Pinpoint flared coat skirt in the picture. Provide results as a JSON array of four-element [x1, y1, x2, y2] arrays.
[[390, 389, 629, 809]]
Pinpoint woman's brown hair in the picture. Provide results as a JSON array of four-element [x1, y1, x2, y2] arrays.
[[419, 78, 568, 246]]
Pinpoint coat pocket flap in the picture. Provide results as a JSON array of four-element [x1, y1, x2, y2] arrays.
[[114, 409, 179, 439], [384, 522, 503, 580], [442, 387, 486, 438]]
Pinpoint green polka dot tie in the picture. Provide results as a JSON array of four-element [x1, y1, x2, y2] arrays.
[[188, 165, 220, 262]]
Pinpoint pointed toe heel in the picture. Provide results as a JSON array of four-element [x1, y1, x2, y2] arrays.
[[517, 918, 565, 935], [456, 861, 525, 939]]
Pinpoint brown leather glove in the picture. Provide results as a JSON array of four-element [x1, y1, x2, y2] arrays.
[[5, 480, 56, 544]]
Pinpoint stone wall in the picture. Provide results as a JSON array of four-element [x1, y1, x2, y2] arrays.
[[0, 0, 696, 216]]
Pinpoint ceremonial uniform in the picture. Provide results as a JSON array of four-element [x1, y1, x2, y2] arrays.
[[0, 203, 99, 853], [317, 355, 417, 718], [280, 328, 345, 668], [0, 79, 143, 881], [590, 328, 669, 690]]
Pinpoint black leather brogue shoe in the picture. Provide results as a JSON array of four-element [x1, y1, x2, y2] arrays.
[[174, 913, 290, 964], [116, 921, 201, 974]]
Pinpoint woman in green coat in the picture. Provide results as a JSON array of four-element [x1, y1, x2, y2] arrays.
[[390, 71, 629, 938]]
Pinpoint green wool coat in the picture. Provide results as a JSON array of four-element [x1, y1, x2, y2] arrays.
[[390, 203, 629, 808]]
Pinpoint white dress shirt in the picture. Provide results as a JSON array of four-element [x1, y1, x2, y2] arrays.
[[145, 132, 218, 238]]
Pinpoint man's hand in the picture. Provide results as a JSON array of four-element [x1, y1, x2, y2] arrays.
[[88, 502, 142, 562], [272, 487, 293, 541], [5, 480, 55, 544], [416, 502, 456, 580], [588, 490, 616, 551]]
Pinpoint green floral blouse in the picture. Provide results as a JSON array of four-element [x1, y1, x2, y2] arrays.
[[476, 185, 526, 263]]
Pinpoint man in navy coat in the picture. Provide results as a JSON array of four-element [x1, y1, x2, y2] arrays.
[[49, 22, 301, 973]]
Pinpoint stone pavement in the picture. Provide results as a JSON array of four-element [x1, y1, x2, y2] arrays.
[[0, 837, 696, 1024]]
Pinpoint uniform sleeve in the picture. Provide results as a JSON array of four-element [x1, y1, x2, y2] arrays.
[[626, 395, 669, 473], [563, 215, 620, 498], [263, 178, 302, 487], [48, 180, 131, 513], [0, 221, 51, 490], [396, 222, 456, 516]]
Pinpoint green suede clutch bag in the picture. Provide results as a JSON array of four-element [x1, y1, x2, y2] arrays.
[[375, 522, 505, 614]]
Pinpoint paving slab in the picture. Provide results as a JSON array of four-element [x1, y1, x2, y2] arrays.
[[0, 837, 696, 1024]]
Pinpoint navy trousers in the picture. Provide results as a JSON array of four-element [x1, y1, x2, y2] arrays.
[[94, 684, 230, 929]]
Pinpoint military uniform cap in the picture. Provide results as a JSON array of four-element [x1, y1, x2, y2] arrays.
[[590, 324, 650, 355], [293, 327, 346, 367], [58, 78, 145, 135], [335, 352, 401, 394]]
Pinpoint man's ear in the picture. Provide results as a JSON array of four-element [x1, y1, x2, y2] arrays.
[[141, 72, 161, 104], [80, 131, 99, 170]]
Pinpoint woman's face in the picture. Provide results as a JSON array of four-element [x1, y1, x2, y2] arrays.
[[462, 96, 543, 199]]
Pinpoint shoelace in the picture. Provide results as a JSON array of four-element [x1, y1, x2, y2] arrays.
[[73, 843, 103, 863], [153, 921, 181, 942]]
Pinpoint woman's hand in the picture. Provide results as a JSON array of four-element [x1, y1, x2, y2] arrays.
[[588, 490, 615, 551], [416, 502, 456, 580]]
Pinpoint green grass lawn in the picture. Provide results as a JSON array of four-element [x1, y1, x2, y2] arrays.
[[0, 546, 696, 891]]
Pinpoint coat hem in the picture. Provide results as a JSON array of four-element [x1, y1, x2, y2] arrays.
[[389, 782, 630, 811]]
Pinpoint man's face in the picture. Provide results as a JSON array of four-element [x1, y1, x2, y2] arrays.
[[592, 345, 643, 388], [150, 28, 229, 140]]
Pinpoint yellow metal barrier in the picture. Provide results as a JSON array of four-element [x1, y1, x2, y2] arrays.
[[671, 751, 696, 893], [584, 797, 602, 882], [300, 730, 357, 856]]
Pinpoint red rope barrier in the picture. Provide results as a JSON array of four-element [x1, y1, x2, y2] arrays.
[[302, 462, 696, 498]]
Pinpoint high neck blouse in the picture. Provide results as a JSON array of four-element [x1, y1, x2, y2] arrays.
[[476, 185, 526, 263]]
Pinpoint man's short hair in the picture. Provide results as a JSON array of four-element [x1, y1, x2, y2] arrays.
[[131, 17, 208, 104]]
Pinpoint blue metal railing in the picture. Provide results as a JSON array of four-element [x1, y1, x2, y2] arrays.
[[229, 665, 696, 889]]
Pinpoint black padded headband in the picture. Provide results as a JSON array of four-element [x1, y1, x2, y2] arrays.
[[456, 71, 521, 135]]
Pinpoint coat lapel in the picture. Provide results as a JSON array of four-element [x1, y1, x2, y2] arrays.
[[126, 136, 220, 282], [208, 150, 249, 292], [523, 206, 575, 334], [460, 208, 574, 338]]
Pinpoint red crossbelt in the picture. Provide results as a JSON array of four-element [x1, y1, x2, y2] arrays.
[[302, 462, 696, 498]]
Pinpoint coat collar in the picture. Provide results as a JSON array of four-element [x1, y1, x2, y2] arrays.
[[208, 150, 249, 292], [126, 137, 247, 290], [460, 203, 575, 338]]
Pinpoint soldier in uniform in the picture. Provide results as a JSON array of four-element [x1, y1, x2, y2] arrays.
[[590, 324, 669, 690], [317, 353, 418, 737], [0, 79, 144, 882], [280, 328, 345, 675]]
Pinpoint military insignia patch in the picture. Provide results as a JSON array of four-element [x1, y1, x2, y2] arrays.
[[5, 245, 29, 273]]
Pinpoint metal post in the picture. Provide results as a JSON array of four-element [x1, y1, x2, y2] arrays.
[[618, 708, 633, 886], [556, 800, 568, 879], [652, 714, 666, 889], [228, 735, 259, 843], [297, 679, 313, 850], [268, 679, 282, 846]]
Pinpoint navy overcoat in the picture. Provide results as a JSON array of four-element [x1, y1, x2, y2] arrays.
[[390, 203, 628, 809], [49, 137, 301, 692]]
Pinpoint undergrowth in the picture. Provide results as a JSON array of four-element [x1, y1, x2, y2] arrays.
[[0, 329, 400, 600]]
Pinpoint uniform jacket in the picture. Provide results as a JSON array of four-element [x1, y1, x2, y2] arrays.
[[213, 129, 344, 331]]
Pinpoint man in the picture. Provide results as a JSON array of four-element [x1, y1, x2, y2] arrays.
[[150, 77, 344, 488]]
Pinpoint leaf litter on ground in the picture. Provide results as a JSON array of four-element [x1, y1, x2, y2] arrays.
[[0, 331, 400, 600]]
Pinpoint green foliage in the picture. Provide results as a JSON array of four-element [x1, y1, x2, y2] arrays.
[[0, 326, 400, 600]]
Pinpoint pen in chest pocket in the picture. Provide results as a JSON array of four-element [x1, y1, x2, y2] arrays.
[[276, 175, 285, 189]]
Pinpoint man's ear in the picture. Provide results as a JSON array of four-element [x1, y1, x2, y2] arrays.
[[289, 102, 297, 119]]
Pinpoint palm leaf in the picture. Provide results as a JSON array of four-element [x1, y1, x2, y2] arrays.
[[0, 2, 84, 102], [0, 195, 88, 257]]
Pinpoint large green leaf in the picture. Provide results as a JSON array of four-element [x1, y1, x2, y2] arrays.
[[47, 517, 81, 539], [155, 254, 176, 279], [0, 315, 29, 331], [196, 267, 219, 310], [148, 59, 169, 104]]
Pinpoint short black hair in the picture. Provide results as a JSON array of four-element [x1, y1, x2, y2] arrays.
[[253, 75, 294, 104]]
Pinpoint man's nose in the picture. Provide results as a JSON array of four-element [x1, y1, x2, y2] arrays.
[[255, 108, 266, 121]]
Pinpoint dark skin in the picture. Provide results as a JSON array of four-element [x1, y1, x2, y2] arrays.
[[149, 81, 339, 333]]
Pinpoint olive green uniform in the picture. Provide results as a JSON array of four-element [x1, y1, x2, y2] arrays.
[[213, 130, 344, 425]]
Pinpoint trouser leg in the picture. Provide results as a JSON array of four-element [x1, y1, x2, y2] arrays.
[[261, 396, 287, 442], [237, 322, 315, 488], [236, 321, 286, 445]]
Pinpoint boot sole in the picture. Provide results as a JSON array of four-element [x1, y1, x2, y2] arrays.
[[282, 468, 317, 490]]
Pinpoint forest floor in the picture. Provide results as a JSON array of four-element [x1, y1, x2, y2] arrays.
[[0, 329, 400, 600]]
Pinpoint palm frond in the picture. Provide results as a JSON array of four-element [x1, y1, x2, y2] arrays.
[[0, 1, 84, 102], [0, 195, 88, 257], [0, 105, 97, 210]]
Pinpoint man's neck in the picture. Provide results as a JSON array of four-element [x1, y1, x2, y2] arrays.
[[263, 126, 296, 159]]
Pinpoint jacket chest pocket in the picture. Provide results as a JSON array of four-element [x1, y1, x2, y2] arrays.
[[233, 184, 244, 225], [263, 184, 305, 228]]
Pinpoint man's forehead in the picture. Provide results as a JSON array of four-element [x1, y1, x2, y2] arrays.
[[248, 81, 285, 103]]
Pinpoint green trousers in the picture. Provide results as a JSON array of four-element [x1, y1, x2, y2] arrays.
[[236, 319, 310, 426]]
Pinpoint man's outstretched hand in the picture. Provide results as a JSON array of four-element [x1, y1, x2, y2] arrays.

→ **Set exercise**:
Rescale part of the material above, from the line containing "Pinpoint undergrowth in" through the line containing "321, 286, 445]]", including both ends. Rewrite all of those lines, requests included, and multiply every box coordinate in the answers by 0.2, rounding to whole numbers with halves rounded up.

→ **Solution to this task**:
Pinpoint undergrowth in the picture. Provide results as a JSON array of four-element [x1, y1, x2, y2] arrays.
[[0, 66, 80, 120]]
Pinpoint uniform jacket in the picture. Provide results as a JSON array of four-element [x1, y1, x2, y2] arrays.
[[43, 26, 69, 66]]
Pinpoint man in the picture. Provide results as a JSON array of four-element [x1, y1, x2, y2] arrays.
[[30, 15, 69, 98]]
Pinpoint leaf litter on ground in the picture. Provide results as a JSON array of four-element [x1, y1, x2, y2] arrays.
[[0, 66, 80, 120]]
Pinpoint green foliage in the picture. Provide results as a JSON array of four-element [x1, y1, x2, y2] arrays.
[[0, 65, 80, 120]]
Pinpoint pen in chest pocket in the picture. Provide results as a JSON array of four-element [x1, y1, x2, y2] arrays.
[[55, 35, 57, 38]]
Pinpoint man's ear in the picture. Provide results as a JSON array of four-element [x1, y1, x2, y2] arrays.
[[58, 20, 59, 24]]
Pinpoint palm leaf in the picture. Provide results as a JSON array of four-element [x1, y1, x2, y2] arrays.
[[0, 0, 17, 20], [0, 39, 18, 51]]
Pinpoint large green leaf in the picture. Provide results as a JSON array of four-element [x1, y1, x2, y2] arrays.
[[9, 103, 16, 108], [31, 51, 35, 56], [0, 63, 6, 66], [39, 53, 44, 62], [30, 12, 34, 21]]
Pinpoint short black hair in the picture. Provide results as a JSON array of four-element [x1, y1, x2, y2] arrays.
[[51, 15, 59, 21]]
Pinpoint man's nose in the picture. Provide results as a JSON array of four-element [x1, y1, x2, y2] arrays.
[[51, 22, 53, 24]]
Pinpoint dark skin in the picture. Provide results as a JSON array of four-element [x1, y1, x2, y2] arrays.
[[30, 16, 68, 67]]
Pinpoint olive green uniform in the picture. Provide results as a JSON array of four-element [x1, y1, x2, y2] arrays.
[[43, 26, 69, 85]]
Pinpoint trouser leg in the picture. Provide results as a JSON array of four-element [x1, y1, x2, y2] arrays.
[[52, 79, 57, 88], [47, 64, 63, 98], [47, 64, 57, 89]]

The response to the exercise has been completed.